→ Exercise task
Render every line of the data below as a JSON list of strings, one string per line, with blank lines and the pictures left out.

# # #

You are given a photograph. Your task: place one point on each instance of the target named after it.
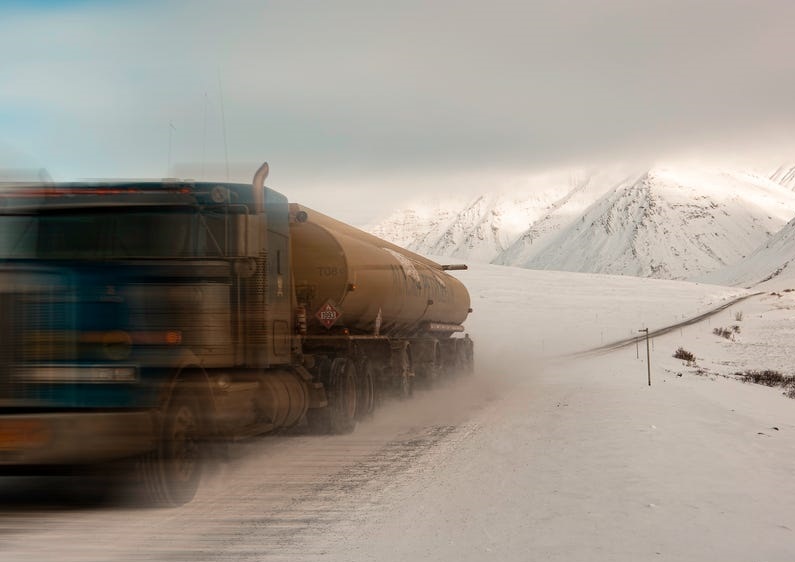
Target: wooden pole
(648, 354)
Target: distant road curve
(661, 331)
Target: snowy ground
(539, 456)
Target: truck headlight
(78, 373)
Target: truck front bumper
(67, 438)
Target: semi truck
(147, 322)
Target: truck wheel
(365, 400)
(341, 389)
(172, 472)
(342, 403)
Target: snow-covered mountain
(665, 222)
(772, 264)
(784, 175)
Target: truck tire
(341, 389)
(171, 473)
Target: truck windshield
(113, 234)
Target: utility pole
(648, 355)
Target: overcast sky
(359, 104)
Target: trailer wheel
(365, 400)
(172, 472)
(341, 389)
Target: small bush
(727, 333)
(767, 377)
(685, 355)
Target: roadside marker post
(648, 355)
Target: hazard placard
(328, 314)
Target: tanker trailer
(390, 314)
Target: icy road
(533, 458)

# # #

→ Response to this task
[
  "You are given a photograph. Your task: place one point on each instance of the target named after it.",
  "Target: wooden pole",
  "(648, 354)",
  "Target: distant road curve",
  "(661, 331)",
  "Target: snowy ground",
  "(539, 456)",
  "Target: truck headlight",
  "(78, 373)",
  "Target: truck front bumper",
  "(67, 438)",
  "Target: semi truck",
  "(147, 322)",
  "Target: truck wheel",
  "(365, 400)",
  "(341, 389)",
  "(172, 472)",
  "(342, 403)",
  "Target: snow-covered mountain",
  "(665, 222)",
  "(772, 264)",
  "(784, 175)",
  "Target: truck tire",
  "(341, 389)",
  "(171, 473)",
  "Target: truck windshield",
  "(113, 234)",
  "Target: utility pole",
  "(648, 355)",
  "Target: overcast sky",
  "(359, 104)",
  "Target: trailer wheel",
  "(365, 400)",
  "(172, 472)",
  "(341, 389)",
  "Target: small bush",
  "(727, 333)",
  "(767, 377)",
  "(685, 355)",
  "Target: roadside marker post",
  "(648, 355)",
  "Target: hazard placard",
  "(328, 314)",
  "Target: tanker trailer",
  "(390, 314)",
  "Target: icy road",
  "(533, 458)"
]